**TASK BRIEF:** Could each entry below be printed again exactly as given?
____
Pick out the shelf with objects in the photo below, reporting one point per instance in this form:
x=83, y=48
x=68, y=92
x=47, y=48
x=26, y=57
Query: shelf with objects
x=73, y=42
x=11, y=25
____
**OUTPUT BELOW:**
Pick out the shelf with objects in the photo below, reporting one point per instance in this form:
x=83, y=48
x=68, y=92
x=47, y=48
x=26, y=57
Query: shelf with objects
x=73, y=42
x=11, y=25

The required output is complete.